Given data:
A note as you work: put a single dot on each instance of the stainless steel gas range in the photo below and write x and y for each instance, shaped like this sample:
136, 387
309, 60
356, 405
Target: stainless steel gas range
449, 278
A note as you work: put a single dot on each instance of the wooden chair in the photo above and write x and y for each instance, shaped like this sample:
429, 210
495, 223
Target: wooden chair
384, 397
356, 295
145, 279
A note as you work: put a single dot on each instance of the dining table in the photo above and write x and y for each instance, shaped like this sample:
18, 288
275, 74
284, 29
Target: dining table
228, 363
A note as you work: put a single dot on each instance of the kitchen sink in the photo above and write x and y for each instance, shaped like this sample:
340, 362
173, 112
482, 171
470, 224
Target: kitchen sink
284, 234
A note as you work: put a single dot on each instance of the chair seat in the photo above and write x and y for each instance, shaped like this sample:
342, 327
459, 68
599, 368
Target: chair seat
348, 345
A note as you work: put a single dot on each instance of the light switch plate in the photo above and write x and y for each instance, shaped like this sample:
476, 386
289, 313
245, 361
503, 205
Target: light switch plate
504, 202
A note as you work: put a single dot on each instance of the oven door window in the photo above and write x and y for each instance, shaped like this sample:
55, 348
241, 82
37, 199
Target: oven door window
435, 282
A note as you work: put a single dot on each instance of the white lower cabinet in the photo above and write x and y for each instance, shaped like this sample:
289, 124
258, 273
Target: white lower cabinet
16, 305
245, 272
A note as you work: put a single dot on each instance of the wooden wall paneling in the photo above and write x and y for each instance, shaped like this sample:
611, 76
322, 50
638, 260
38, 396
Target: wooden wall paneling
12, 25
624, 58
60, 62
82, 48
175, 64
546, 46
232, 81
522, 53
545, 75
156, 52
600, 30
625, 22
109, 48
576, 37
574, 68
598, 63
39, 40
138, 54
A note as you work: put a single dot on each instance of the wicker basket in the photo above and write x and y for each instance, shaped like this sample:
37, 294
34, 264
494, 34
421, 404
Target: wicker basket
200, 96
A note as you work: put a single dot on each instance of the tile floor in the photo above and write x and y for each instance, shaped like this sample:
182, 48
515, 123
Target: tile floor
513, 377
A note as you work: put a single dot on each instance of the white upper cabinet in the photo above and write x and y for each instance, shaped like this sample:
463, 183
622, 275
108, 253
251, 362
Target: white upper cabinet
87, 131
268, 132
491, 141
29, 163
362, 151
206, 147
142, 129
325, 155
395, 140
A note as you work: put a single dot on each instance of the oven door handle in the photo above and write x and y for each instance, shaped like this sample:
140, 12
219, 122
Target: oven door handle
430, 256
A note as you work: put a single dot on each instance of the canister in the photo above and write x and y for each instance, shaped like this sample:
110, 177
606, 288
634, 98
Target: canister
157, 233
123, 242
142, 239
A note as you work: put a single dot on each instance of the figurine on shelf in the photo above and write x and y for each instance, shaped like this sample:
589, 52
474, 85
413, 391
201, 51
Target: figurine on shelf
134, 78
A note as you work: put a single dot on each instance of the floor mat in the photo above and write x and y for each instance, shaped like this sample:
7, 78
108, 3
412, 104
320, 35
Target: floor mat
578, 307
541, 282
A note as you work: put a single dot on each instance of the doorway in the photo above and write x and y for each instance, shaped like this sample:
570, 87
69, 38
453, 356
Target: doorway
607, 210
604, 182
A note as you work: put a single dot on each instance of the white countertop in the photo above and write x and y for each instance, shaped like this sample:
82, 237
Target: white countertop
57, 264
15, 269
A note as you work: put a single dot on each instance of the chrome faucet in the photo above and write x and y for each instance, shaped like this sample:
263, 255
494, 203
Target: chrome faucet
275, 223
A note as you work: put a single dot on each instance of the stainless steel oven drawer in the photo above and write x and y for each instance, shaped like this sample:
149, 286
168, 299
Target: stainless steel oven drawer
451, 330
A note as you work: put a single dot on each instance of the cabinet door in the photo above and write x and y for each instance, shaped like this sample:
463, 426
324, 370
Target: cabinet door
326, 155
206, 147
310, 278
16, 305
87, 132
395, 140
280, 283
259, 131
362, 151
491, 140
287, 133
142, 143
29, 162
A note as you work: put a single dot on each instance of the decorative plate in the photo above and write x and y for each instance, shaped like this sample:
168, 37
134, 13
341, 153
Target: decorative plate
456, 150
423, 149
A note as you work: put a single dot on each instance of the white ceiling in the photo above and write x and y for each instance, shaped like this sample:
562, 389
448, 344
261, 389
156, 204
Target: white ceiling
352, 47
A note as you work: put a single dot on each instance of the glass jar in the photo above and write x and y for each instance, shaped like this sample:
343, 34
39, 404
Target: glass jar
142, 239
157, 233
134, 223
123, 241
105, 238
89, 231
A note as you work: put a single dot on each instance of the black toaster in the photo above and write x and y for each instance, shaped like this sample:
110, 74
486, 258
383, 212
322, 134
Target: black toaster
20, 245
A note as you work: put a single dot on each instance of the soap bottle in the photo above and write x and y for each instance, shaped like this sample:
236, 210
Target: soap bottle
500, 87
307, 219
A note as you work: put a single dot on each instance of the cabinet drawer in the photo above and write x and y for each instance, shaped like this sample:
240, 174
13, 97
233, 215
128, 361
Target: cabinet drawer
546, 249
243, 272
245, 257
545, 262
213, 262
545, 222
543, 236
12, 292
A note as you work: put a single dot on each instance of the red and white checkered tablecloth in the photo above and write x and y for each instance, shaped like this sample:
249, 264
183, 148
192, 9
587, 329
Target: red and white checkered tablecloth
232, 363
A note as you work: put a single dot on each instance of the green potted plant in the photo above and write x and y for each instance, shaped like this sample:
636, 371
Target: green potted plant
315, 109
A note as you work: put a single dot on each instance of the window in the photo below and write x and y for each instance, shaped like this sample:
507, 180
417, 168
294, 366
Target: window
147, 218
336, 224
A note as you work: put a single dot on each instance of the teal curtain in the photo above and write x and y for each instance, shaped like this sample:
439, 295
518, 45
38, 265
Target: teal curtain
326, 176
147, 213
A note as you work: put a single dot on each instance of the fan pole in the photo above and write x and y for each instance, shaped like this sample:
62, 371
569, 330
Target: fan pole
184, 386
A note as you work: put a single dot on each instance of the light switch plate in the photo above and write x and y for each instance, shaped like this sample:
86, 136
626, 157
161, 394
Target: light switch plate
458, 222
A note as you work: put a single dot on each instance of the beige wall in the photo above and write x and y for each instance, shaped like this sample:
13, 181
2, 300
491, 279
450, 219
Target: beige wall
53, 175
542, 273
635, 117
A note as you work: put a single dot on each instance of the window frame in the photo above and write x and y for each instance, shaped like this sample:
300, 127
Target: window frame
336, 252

Work instructions:
Print the records again in their entirety, character for character.

Exercise output:
A note as you work: put a single dot on each instance of the stainless steel gas range in the photo below and write x and y for each instance, shaped like this sample:
136, 387
309, 60
356, 405
Target: stainless steel gas range
449, 278
A note as you work: put a single dot on each instance of the wooden chair in the photo above and write x and y for each instance, shaped like this sample:
429, 210
495, 223
Target: wooden chair
384, 397
356, 295
145, 279
A note as you work: put a single dot on each instance of the dining table in the photo above and write x and y for each instance, shaped like this sample:
18, 288
275, 74
284, 29
Target: dining table
228, 363
A note as you work: put a single dot on each instance of the kitchen sink in the photo above and write x and y for each instance, shaped like this sample:
340, 362
173, 112
482, 171
470, 224
Target: kitchen sink
284, 234
A note as you work: put a single dot on each instance of the chair seat in the photo above and write x and y for each instance, shaped like this sample:
342, 327
459, 68
599, 368
Target: chair seat
348, 345
A note as you work: put a single dot on each instance of the light switch plate in the photo above and write x and y for each instance, shaped like this sample:
476, 386
289, 313
245, 361
503, 205
Target: light switch plate
504, 202
A note as you work: put a single dot on each instance of the oven door window in the photo above and write x and y for each instance, shaped like this sample:
55, 348
241, 82
37, 199
Target: oven door window
435, 282
A note as you work: put a single dot on each instance of the white lower cabinet in the photo above and write x and y for each instance, shaped like this sample:
289, 124
258, 273
Target: white lower cabinet
16, 305
245, 272
A note as you work: put a single dot on each instance of the wooden wall paneling in the photo above and write x and y for each instance, shaped like this sample:
611, 76
322, 50
638, 260
38, 396
Target: wooden wall paneling
12, 25
624, 58
60, 62
82, 48
175, 64
546, 46
232, 81
522, 53
545, 75
156, 52
600, 30
625, 22
109, 48
576, 37
574, 68
598, 63
39, 40
138, 54
A note as you work: put a single dot on each instance of the wicker basket in the photo above and write x and y for each instance, shaped like this sample:
37, 294
34, 264
494, 34
421, 404
Target: wicker basket
200, 96
A note as you work: put a single dot on each instance of the tile floor in the photo above and write x and y for each instance, shaped like this sample:
182, 48
515, 123
Target: tile floor
513, 377
A note as you work: put a single dot on each instance of the white upper cabinet in the photo above and write x and y for each instance, shaped like this sample:
463, 183
622, 275
108, 253
251, 362
Target: white upper cabinet
87, 131
268, 132
491, 141
29, 163
362, 151
206, 147
142, 129
325, 155
395, 140
A note as you work: put a single dot on each instance of the oven door handle in the photo above and write x and y for each instance, shaped like this sample:
140, 12
219, 122
Target: oven door handle
430, 256
A note as you work: put a single dot on each instance of the canister in the photo above and write x and y for each instance, shaped like this sample:
110, 177
606, 288
634, 98
Target: canister
157, 233
123, 242
142, 239
A note as you work: put a single dot on each instance of the figurine on shelf in the photo above and write x and y for each instance, shaped like this sample:
589, 52
474, 85
413, 391
201, 51
Target: figurine on shelf
134, 78
A note as you work: put a single dot on each instance of the floor mat in the photo above and write x and y for each instance, shaped like this sample:
7, 78
108, 3
412, 104
320, 35
Target: floor mat
578, 307
541, 282
A note as you work: put a single dot on each instance of the doorway in the photo above and write x and y for each instance, shaped like this sample:
570, 87
69, 38
453, 356
Target: doorway
607, 210
604, 182
A note as you work: put a single dot on each instance of the white countertop in the photo above and write x and y for each instance, shaped like this sample:
82, 237
Target: white countertop
57, 264
15, 269
A note as you work: put a single dot on each instance of the chrome faucet in the photo above and write x and y for each instance, shaped like this sample:
263, 255
494, 203
Target: chrome faucet
275, 223
A note as you work: put a single dot on each instance of the stainless steel oven drawer in the photo above and write x and y for each instance, shaped like this sample:
149, 286
168, 299
Target: stainless steel oven drawer
451, 330
A note as you work: put a single dot on each instance of the cabinet door in the photo above and write x and y for each instance, shaped like this sample:
463, 426
324, 370
Target: cabinet door
326, 155
206, 147
310, 278
16, 305
87, 132
395, 140
280, 283
259, 131
362, 151
491, 140
287, 133
142, 143
29, 162
A note as you work: put a single dot on each instance of the decorative plate in the photo above and write x and y for each instance, shaped like this sample:
168, 37
134, 13
341, 153
Target: decorative plate
456, 150
423, 149
A note as you work: put a single dot on each instance of the white ceiling in the photo above and write x and y for each instance, shaped like this sample:
562, 389
448, 344
261, 389
156, 204
Target: white ceiling
352, 47
A note as you work: put a single dot on each instance of the glass jar in the photo above and write x and y for each instance, shaped like this sample:
343, 34
39, 404
Target: glass jar
142, 239
157, 233
134, 223
123, 241
105, 238
89, 231
A note as you work: put a single dot on each instance of the black toaster in the photo above and write x and y for each instance, shaped like this sample:
110, 74
486, 258
383, 212
322, 134
Target: black toaster
20, 245
A note as you work: put a single dot on each instance of the soap bottle in the photo above and write x and y for each instance, shaped like this sample:
236, 210
Target: soap bottle
500, 87
307, 219
A note as you work: put a single dot on each instance of the cabinet drawer in the photo above and write x and y for each instance, shaped like this sample:
240, 174
13, 97
233, 215
128, 361
Target: cabinet drawer
546, 249
243, 272
245, 257
545, 262
213, 262
545, 222
543, 236
12, 292
A note as you work: put a single dot on each instance of the red and white checkered tablecloth in the photo above and write x and y for each instance, shaped like this sample:
249, 264
183, 148
192, 9
587, 329
Target: red and white checkered tablecloth
232, 363
A note as you work: put a single dot on each instance of the green potted plant in the photo above and write x and y for each instance, shaped like this sample:
636, 371
Target: green potted plant
315, 109
A note as you work: put a single dot on each instance of the window in the photo below and write x and y for each instance, shaped like this sample:
507, 180
417, 168
294, 366
Target: window
147, 218
336, 224
A note as you work: put a single dot on each instance of the teal curtain in the photo above and write x and y for each instance, shaped like this sample:
439, 295
518, 45
38, 265
Target: teal curtain
326, 176
147, 213
A note as you work: put a single dot on each instance of the fan pole in the photo above and write x and y for each instance, shaped like this sample:
62, 371
569, 330
Target: fan pole
184, 386
A note as you work: put a single dot on each instance of the light switch plate in the photo above and write x and y for each instance, shaped like this sample:
86, 136
626, 157
161, 394
Target: light switch plate
458, 222
A note as you work: put a single dot on each instance of the beige wall in the photo above and write x and y for each instance, shaped like this sample:
13, 181
2, 300
491, 279
450, 219
Target: beige wall
53, 175
542, 273
635, 117
A note as you work: put a single dot on each instance of the window frame in the photo above and write x and y for each instance, shaped like this sample:
300, 127
Target: window frame
336, 252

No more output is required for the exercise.